## START Entries
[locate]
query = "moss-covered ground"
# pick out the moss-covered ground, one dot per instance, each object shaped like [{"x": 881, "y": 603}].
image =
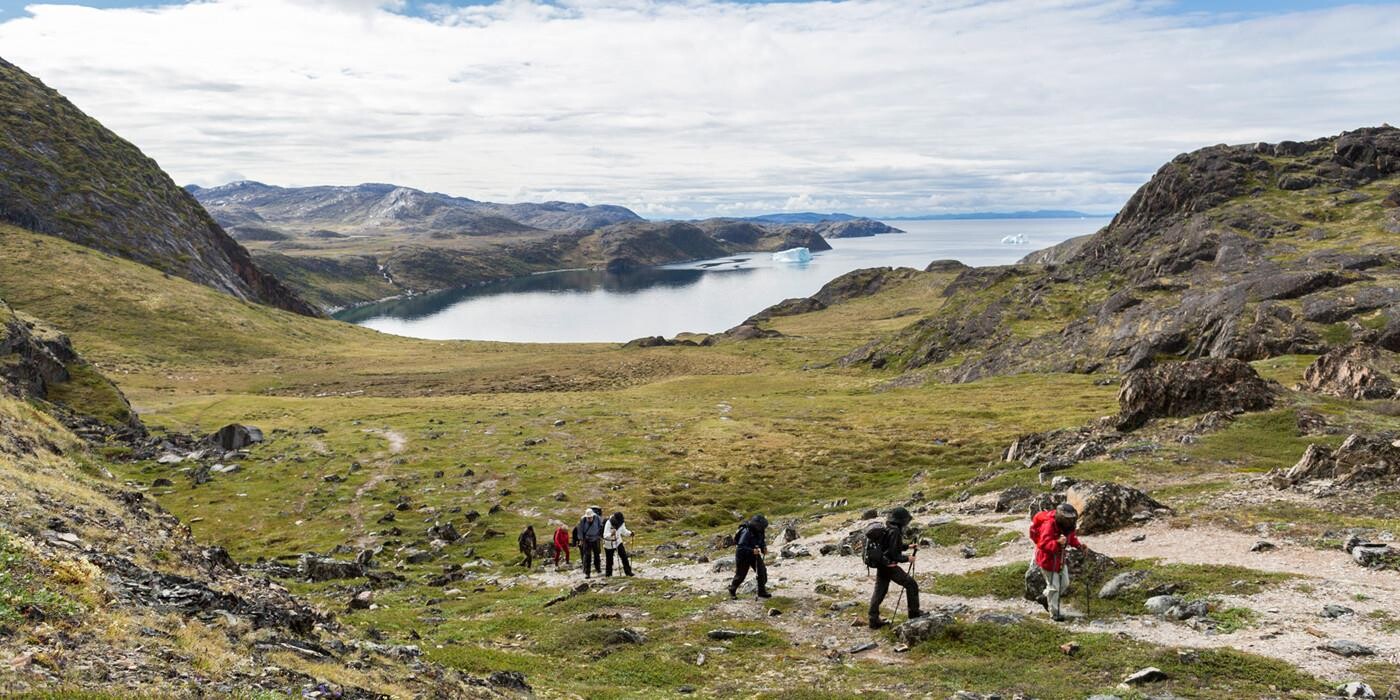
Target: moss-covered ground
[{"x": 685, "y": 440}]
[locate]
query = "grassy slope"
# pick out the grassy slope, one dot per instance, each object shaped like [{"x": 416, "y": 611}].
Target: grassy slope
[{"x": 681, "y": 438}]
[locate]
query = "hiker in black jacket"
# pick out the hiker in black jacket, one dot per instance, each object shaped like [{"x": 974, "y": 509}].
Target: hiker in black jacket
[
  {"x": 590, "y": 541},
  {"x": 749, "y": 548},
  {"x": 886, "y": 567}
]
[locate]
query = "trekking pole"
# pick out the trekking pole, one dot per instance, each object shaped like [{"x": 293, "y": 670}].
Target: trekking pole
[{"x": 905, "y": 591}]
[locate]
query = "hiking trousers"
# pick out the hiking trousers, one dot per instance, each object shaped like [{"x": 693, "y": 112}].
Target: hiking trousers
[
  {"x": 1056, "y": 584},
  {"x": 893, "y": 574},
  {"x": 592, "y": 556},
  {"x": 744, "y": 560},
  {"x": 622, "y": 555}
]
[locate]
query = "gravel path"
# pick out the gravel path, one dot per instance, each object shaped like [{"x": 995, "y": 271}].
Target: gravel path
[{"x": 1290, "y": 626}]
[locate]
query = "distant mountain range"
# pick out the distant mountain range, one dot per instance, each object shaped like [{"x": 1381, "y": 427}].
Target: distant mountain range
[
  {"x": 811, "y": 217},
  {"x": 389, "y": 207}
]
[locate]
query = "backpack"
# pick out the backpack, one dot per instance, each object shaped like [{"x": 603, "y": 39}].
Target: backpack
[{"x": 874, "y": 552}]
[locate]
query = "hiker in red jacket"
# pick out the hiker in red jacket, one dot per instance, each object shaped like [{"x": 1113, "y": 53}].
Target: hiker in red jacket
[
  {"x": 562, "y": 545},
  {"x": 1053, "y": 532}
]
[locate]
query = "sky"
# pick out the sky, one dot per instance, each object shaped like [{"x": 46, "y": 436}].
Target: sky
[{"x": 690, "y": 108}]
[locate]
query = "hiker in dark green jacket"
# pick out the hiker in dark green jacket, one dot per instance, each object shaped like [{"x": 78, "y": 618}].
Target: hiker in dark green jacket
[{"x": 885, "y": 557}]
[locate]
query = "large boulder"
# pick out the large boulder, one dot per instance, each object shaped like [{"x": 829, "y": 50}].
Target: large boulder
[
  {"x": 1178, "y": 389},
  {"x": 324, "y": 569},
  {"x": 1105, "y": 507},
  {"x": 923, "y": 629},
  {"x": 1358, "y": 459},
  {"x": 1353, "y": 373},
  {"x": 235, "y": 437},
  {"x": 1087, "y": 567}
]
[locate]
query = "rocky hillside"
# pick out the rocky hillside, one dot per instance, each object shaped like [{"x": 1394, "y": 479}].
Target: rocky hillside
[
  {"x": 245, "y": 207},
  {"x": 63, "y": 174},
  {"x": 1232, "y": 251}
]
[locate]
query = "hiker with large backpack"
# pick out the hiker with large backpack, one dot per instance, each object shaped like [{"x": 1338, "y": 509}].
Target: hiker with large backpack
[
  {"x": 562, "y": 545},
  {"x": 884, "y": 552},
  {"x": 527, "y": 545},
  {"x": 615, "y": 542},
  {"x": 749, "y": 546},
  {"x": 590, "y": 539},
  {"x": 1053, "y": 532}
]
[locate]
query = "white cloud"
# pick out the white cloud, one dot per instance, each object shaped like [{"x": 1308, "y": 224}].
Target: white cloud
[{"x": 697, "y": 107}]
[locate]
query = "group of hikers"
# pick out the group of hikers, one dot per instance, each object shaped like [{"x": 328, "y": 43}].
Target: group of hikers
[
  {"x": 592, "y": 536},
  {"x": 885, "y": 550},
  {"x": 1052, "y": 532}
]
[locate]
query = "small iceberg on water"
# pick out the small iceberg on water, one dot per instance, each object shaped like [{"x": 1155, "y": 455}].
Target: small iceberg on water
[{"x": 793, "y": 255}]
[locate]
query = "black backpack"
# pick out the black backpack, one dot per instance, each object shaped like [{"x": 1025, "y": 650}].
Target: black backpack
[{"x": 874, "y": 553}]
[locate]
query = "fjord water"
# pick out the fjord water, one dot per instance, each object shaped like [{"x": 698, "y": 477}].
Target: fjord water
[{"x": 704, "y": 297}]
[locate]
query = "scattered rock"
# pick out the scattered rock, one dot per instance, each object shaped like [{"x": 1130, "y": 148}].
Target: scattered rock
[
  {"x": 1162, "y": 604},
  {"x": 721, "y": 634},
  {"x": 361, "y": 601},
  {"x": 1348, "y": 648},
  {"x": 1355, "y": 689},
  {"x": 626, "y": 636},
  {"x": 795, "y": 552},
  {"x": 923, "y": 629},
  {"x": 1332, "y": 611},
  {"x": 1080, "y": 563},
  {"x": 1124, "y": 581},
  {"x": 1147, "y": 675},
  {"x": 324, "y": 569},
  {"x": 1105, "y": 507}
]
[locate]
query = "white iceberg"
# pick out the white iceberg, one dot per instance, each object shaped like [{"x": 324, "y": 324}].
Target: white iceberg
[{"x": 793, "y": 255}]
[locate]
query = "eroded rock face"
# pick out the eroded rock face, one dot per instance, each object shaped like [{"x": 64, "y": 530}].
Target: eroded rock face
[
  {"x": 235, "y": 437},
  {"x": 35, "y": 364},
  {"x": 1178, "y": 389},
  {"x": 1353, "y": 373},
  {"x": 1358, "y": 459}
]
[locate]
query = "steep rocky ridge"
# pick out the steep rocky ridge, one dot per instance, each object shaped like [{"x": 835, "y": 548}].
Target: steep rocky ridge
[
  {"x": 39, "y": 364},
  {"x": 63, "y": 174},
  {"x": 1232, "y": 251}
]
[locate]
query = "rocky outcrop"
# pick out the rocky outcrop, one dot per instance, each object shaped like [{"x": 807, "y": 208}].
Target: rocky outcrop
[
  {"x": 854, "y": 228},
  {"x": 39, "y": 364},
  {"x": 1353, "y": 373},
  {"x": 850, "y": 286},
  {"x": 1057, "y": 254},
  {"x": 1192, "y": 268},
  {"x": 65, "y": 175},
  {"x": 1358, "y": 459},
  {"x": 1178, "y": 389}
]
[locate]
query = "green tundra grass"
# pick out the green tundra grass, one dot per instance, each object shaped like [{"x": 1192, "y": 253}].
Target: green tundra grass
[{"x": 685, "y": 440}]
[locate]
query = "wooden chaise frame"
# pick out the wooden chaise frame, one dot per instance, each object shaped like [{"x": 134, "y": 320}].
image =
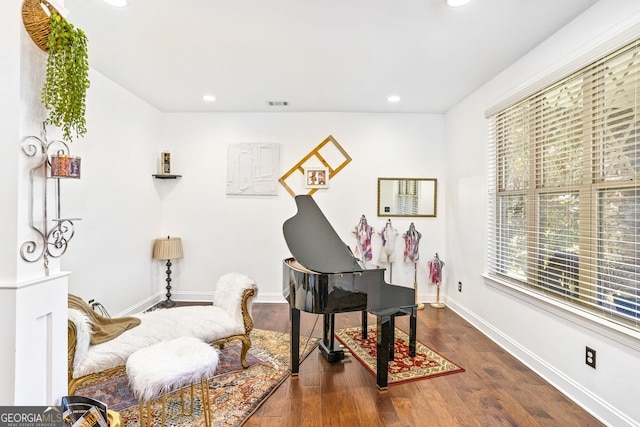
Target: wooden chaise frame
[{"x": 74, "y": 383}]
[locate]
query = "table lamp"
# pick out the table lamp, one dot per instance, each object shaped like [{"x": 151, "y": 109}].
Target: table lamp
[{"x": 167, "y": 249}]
## END Entries
**Given exercise:** Omit the pictures, then output the rest of the listing exactly.

**Result:**
[locate]
query = "moss-covered ground"
# pick out the moss-covered ground, one dot per instance, each object shaped like [{"x": 881, "y": 603}].
image =
Target: moss-covered ground
[{"x": 685, "y": 440}]
[locate]
query = "grassy slope"
# pick out the grassy slope, one dot per instance, each object shaped like [{"x": 416, "y": 611}].
Target: grassy slope
[{"x": 681, "y": 438}]
[locate]
query = "hiker in black jacket"
# pick out the hiker in black jacket, one dot per instance, each object shaped like [{"x": 974, "y": 509}].
Target: hiker in black jacket
[
  {"x": 590, "y": 541},
  {"x": 749, "y": 548},
  {"x": 886, "y": 567}
]
[locate]
query = "trekking pole"
# pick out the trekking pole, one dot per instance, each object shaped like [{"x": 293, "y": 670}].
Target: trekking pole
[{"x": 905, "y": 591}]
[locate]
query = "hiking trousers"
# pick out the hiking trousers, one dot per instance, each object shaped like [{"x": 693, "y": 112}].
Target: hiking trousers
[
  {"x": 1056, "y": 584},
  {"x": 893, "y": 574},
  {"x": 592, "y": 556},
  {"x": 744, "y": 560},
  {"x": 622, "y": 555}
]
[locate]
query = "gravel path"
# pick out the gravel path, one dot per instance, each object shaped like [{"x": 995, "y": 271}].
Target: gravel path
[{"x": 1290, "y": 626}]
[locate]
query = "distant mountain range"
# pick out the distant mountain range, one dot per instance, each object shaped like [{"x": 1381, "y": 427}].
Target: distant mountain range
[
  {"x": 811, "y": 217},
  {"x": 389, "y": 207}
]
[locate]
query = "backpack"
# pick out the backpack, one dot per instance, each object shaped like [{"x": 603, "y": 39}].
Target: backpack
[{"x": 874, "y": 552}]
[locate]
query = "hiker in red jacket"
# pick out the hiker in red jacket, one dot per instance, each object shaped like [{"x": 1113, "y": 53}].
Target: hiker in red jacket
[
  {"x": 562, "y": 545},
  {"x": 1053, "y": 532}
]
[locate]
query = "sky"
# pick out the sky, one dot per instance, each object shaped like [{"x": 46, "y": 436}].
Target: sky
[{"x": 690, "y": 108}]
[locate]
query = "hiker in dark green jacket"
# pick out the hiker in dark green jacket, one dot per instance, each object shaped like [{"x": 78, "y": 618}].
Target: hiker in dark green jacket
[{"x": 885, "y": 557}]
[locate]
query = "large boulder"
# pick out the large boulder, one dot per instance, each object shaped like [{"x": 829, "y": 50}].
Target: large boulder
[
  {"x": 1178, "y": 389},
  {"x": 324, "y": 569},
  {"x": 1105, "y": 507},
  {"x": 923, "y": 629},
  {"x": 1358, "y": 459},
  {"x": 1353, "y": 373},
  {"x": 235, "y": 437},
  {"x": 1087, "y": 567}
]
[locate]
query = "rocky hillside"
# pick out the rocky hillside, one dot per instance, each object shaped like [{"x": 1394, "y": 479}].
Target: rocky hillside
[
  {"x": 245, "y": 207},
  {"x": 63, "y": 174},
  {"x": 1232, "y": 251}
]
[locate]
query = "hiker with large backpack"
# pick out the hiker with large backpack, one dot per instance, each object shaped like [{"x": 1338, "y": 509}].
Target: hiker with large backpack
[
  {"x": 562, "y": 545},
  {"x": 884, "y": 552},
  {"x": 527, "y": 545},
  {"x": 615, "y": 542},
  {"x": 749, "y": 546},
  {"x": 590, "y": 539},
  {"x": 1053, "y": 532}
]
[locate]
query = "white cloud"
# pick out the white cloud, one dot per instance, each object shaped like [{"x": 1308, "y": 224}].
Target: white cloud
[{"x": 697, "y": 107}]
[locate]
query = "group of hikers"
# pick out the group of hikers, one dot per instance, each object shaped like [{"x": 328, "y": 43}].
Target: group of hikers
[
  {"x": 592, "y": 536},
  {"x": 885, "y": 550},
  {"x": 1052, "y": 532}
]
[locate]
query = "small iceberg on water"
# pick out the small iceberg on water, one dot per instance, each object shaped like [{"x": 1155, "y": 455}].
Target: small iceberg on water
[{"x": 793, "y": 255}]
[locate]
query = "black backpack"
# pick out the black backpack, one dot per instance, each object shaped like [{"x": 1025, "y": 650}].
Target: black backpack
[{"x": 874, "y": 553}]
[locate]
query = "fjord water"
# pick out the fjord water, one dot per instance, each object shaped like [{"x": 698, "y": 477}].
Target: fjord water
[{"x": 704, "y": 297}]
[locate]
query = "scattered rock"
# pick out the scattered rock, one dot per instance, each object shaped like [{"x": 1130, "y": 148}].
Target: scattered rock
[
  {"x": 1162, "y": 604},
  {"x": 721, "y": 634},
  {"x": 361, "y": 601},
  {"x": 1348, "y": 648},
  {"x": 1355, "y": 689},
  {"x": 626, "y": 636},
  {"x": 795, "y": 552},
  {"x": 923, "y": 629},
  {"x": 1332, "y": 611},
  {"x": 1080, "y": 563},
  {"x": 1124, "y": 581},
  {"x": 1147, "y": 675},
  {"x": 324, "y": 569},
  {"x": 1105, "y": 507}
]
[locate]
query = "white iceberg"
# pick out the white iceberg, one dot per instance, each object shaped like [{"x": 324, "y": 324}].
Target: white iceberg
[{"x": 793, "y": 255}]
[locate]
query = "eroded rock face"
# pick out the eroded rock face, one dot per instance, each object shaped like [{"x": 64, "y": 530}].
Target: eroded rock face
[
  {"x": 235, "y": 437},
  {"x": 35, "y": 364},
  {"x": 1178, "y": 389},
  {"x": 1353, "y": 373},
  {"x": 1358, "y": 459}
]
[locate]
query = "steep rocky ridge"
# pick out the steep rocky ridge, one dot per instance, each object shaped like [{"x": 835, "y": 548}].
Target: steep rocky ridge
[
  {"x": 39, "y": 364},
  {"x": 63, "y": 174},
  {"x": 1232, "y": 251}
]
[locate]
query = "rocky outcrop"
# pick out the rocky outcrop, one dot per instance, each object shaped like [{"x": 807, "y": 208}].
Target: rocky outcrop
[
  {"x": 854, "y": 228},
  {"x": 39, "y": 364},
  {"x": 1353, "y": 373},
  {"x": 850, "y": 286},
  {"x": 1057, "y": 254},
  {"x": 1192, "y": 268},
  {"x": 65, "y": 175},
  {"x": 1358, "y": 459},
  {"x": 1178, "y": 389}
]
[locate]
query = "green tundra grass"
# pick out the green tundra grass, one dot per instance, each object shaped like [{"x": 1192, "y": 253}].
Target: green tundra grass
[{"x": 685, "y": 440}]
[locate]
query = "wooden chaise frame"
# pick out the wooden chaise frame, one dot per instance, each object shaped like [{"x": 134, "y": 320}].
image =
Target: wooden chaise frame
[{"x": 74, "y": 383}]
[locate]
query = "table lamp"
# pick out the table lamp, one dot per instance, each object shaped like [{"x": 151, "y": 109}].
Target: table lamp
[{"x": 167, "y": 249}]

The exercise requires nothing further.